Selected excerpt:
-- Start --

(Updated on 3/2/2011)
One of the biggest reasons why many organizations are not doing even simple things to help people find their websites in search engines is they simply don’t understand how search engines work. This article is intended to explain the basics of how search engines work and, in the course of doing so, shatter some search engine myths and help you understand what you can do to help people find your website in search engines.
What is a search engine?
The first to step to understanding how search engines work is to understand what a search engine is. The simplest explanation is that search engine is a tool for finding things online. There are many different types of search engines but they can be put into two major categories…
The first “search engines” were not actually search engines as we think of them today, but searchable directories of websites organized by hierarchical categories. A site is added to a directory when the website owner fills out a submission form on the directory’s website requesting their site be included in the directory and include their website’s title, description, URL (web address), and category. A moderator later reviews the site and, if it meets the directory’s criteria a listing for that site, is added or activated.
The original Yahoo was a human-powered directory. Yahoo is now primarily a crawler/spider-powered search engine, but they do maintain a directory as well and it is one of the few reputable directories on the web. The Open Directory Project is another example of a human-powered directory that continues on today, though many categories in the directory are poorly maintained and rarely updated. There are a lot of directories out there (some more human-powered than others), but only a handful that get any significant amount of traffic.

-- End --

Data listing:
-- Start --

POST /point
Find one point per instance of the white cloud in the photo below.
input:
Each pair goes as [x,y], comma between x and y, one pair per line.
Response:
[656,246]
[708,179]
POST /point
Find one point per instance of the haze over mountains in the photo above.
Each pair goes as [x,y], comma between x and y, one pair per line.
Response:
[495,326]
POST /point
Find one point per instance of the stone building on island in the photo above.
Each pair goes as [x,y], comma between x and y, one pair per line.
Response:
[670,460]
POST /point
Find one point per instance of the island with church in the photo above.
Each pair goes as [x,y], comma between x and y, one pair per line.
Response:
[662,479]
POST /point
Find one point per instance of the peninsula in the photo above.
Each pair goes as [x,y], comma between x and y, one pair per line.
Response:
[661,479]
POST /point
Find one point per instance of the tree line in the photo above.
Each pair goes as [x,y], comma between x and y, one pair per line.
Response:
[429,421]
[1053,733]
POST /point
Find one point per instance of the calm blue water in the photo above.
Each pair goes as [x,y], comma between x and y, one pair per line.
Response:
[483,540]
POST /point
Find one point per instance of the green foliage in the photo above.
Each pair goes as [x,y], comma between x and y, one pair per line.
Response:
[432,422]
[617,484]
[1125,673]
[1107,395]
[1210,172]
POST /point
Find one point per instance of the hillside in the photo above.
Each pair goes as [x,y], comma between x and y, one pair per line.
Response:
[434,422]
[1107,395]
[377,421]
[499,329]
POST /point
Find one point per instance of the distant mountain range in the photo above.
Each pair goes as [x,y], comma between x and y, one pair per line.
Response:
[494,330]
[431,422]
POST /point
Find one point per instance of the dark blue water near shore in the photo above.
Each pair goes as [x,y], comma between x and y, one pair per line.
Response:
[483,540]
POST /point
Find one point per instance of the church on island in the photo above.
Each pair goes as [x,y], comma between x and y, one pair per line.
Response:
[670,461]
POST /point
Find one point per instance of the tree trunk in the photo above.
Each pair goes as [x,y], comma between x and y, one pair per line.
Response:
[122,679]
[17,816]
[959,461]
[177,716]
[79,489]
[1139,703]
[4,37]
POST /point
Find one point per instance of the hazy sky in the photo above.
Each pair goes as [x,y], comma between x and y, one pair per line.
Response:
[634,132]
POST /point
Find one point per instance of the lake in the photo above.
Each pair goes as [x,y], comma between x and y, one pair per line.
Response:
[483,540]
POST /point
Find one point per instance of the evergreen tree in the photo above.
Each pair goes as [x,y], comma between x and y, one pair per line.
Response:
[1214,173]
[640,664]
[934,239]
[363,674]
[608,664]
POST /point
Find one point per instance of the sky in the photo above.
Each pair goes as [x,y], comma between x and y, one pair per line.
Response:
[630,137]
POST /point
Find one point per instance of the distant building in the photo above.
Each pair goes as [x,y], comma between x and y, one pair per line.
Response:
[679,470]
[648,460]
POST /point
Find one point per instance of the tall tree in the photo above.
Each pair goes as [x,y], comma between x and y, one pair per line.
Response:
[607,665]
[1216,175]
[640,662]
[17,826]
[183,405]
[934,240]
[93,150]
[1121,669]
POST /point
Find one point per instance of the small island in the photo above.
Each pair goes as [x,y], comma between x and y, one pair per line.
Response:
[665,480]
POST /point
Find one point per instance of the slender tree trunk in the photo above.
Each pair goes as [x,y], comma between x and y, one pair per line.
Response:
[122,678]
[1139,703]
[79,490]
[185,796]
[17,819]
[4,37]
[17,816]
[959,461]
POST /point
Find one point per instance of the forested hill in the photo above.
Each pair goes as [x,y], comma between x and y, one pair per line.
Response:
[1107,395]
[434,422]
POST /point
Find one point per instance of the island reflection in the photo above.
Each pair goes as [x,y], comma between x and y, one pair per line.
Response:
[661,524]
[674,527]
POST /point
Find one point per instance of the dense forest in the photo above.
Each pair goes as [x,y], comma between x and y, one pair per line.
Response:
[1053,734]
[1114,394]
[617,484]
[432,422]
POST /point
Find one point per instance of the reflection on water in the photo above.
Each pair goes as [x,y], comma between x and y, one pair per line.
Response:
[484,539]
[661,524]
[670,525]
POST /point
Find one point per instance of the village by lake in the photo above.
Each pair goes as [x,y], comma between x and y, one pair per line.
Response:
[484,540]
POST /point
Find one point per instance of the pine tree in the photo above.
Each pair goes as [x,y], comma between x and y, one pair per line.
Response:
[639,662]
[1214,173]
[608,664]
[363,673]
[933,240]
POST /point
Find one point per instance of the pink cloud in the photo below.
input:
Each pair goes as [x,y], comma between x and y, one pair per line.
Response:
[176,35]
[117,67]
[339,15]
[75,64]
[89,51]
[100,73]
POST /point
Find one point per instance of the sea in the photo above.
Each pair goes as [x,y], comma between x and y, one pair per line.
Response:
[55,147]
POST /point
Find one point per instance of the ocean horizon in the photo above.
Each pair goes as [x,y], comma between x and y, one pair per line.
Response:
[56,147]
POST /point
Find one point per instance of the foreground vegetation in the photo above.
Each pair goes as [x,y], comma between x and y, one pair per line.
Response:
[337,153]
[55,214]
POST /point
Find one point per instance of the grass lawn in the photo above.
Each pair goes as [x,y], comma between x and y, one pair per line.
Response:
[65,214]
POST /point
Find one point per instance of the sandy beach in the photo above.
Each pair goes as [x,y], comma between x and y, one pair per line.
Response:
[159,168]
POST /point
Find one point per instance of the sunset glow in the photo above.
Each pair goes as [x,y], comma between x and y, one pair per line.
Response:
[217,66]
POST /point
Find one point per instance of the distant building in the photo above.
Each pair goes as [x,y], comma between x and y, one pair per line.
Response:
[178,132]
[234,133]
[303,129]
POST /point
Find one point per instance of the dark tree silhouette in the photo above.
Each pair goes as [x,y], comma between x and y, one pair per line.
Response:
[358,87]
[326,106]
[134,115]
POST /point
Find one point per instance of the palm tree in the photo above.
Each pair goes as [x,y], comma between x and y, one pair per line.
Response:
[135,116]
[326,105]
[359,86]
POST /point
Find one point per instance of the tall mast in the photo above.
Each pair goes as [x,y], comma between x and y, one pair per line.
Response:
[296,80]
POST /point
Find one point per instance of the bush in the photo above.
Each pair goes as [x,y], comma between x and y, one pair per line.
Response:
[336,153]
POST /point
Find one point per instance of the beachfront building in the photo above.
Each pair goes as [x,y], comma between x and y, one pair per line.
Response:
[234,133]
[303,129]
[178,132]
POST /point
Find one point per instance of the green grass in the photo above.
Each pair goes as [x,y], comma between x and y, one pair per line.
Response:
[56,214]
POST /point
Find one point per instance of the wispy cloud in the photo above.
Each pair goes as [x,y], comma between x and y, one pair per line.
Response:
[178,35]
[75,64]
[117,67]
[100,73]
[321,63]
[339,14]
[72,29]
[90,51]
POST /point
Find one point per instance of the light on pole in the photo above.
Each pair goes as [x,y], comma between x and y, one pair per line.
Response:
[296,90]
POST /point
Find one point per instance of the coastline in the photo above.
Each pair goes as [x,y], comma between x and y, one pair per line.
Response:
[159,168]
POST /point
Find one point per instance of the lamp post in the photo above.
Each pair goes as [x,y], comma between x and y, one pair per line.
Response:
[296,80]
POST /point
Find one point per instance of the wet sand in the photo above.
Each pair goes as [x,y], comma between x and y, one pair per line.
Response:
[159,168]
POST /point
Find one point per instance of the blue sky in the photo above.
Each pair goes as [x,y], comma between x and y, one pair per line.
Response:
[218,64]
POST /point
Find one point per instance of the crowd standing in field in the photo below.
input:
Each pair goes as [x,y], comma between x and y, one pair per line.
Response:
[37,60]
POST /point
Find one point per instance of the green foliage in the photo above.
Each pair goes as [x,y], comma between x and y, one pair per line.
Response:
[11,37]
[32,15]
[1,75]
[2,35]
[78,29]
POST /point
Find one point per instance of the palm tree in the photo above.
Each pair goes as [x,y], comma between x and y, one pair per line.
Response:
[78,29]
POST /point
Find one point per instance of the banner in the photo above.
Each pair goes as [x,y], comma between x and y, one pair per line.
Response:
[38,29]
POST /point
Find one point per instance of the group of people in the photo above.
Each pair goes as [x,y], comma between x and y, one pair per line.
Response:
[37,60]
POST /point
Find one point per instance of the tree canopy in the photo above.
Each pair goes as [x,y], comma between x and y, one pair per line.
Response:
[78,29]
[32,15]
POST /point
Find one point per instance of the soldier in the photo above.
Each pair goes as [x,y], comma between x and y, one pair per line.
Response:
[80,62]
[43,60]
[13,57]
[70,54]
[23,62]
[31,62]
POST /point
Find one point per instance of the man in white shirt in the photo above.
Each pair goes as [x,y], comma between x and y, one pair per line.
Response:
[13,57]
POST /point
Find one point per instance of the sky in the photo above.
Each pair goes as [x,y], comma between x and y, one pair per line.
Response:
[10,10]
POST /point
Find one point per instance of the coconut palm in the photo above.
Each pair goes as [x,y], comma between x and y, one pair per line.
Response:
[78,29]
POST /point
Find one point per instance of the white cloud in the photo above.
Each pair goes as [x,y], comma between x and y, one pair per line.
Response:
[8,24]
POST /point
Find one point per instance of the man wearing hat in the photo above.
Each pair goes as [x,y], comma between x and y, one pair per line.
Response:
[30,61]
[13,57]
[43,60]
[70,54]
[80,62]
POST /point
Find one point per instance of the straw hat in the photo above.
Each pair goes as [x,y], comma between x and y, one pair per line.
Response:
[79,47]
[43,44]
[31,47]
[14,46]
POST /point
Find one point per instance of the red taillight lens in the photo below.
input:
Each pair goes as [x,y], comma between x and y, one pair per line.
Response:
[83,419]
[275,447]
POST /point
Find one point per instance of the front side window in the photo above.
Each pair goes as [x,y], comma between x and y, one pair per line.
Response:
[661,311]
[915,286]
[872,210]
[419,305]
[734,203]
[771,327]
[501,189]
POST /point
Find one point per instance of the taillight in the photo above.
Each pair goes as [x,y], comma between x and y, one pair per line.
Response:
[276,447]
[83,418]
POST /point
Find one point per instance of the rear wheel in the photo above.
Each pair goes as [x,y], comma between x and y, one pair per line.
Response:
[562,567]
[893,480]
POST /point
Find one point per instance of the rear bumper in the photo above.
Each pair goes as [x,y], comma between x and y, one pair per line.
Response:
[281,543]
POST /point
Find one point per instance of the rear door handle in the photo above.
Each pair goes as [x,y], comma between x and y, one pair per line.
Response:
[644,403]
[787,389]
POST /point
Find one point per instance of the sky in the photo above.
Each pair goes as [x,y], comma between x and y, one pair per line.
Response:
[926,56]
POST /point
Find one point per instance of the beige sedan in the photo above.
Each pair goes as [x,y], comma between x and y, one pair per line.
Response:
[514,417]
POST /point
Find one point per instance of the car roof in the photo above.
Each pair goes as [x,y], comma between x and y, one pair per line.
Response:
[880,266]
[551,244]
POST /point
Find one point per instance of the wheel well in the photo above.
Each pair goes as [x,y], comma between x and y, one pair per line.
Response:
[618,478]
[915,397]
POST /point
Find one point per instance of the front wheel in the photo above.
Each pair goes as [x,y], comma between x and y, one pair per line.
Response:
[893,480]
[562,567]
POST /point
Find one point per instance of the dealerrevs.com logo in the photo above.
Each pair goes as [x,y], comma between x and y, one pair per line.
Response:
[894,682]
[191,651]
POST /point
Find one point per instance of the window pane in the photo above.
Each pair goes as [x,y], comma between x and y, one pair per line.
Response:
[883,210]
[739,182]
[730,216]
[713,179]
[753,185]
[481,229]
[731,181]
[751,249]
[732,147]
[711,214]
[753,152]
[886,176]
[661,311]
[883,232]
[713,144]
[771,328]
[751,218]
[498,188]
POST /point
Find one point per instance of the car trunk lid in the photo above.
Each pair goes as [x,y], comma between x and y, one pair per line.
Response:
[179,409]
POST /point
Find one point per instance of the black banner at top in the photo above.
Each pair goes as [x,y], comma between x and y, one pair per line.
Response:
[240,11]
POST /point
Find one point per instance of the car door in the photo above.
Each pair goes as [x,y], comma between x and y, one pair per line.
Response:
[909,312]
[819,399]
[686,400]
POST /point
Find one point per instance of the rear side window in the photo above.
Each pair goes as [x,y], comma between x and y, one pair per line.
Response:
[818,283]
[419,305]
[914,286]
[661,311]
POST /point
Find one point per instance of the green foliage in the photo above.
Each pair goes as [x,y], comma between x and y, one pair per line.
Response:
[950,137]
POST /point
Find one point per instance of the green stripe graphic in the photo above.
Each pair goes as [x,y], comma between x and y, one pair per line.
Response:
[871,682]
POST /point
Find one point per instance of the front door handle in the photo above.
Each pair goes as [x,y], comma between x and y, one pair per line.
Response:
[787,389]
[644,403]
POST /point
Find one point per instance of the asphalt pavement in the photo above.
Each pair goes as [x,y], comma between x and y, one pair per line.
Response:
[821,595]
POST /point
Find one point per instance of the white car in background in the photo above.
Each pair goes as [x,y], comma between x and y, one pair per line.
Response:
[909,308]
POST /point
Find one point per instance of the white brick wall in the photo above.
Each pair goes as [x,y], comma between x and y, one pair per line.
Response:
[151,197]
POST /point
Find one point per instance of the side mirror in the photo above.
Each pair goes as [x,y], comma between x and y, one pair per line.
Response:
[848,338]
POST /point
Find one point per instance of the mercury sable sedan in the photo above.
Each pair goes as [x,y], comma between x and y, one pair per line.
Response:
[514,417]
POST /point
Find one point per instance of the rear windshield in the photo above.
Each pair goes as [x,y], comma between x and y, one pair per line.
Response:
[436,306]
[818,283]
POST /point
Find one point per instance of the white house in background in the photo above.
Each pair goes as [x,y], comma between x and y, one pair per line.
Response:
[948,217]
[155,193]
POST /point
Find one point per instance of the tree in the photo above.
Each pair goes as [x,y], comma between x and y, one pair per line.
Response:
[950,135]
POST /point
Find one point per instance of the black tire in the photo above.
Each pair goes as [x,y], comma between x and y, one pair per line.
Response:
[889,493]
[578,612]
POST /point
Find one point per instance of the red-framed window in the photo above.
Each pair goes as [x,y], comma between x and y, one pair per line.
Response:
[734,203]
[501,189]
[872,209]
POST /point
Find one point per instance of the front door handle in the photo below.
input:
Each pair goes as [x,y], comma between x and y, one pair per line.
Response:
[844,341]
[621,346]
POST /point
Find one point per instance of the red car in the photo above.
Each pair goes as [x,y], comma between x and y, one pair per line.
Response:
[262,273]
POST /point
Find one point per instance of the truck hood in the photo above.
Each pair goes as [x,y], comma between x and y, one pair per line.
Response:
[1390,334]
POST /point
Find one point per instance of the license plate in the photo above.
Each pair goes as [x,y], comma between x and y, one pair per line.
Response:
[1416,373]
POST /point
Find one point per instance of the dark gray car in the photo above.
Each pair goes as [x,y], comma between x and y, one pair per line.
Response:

-- End --

Exercise set:
a) State whether each statement agrees with the search engine article, answering yes or no and quoting the deciding words exactly: (i) The original Yahoo was a human-powered directory. (ii) A directory adds a listing as soon as the owner submits the form, without any review. (iii) All categories in the Open Directory Project are kept current.
b) Duplicate the passage of the search engine article that begins at the words "(Updated on 3/2/2011)" and stops after the words "a search engine?".
Work solely from the search engine article.

Answers:
a)
(i) Yes: "The original Yahoo was a human-powered directory."
(ii) No: "A moderator later reviews the site"
(iii) No: "many categories in the directory are poorly maintained and rarely updated"

b)
(Updated on 3/2/2011)
One of the biggest reasons why many organizations are not doing even simple things to help people find their websites in search engines is they simply don’t understand how search engines work. This article is intended to explain the basics of how search engines work and, in the course of doing so, shatter some search engine myths and help you understand what you can do to help people find your website in search engines.
What is a search engine?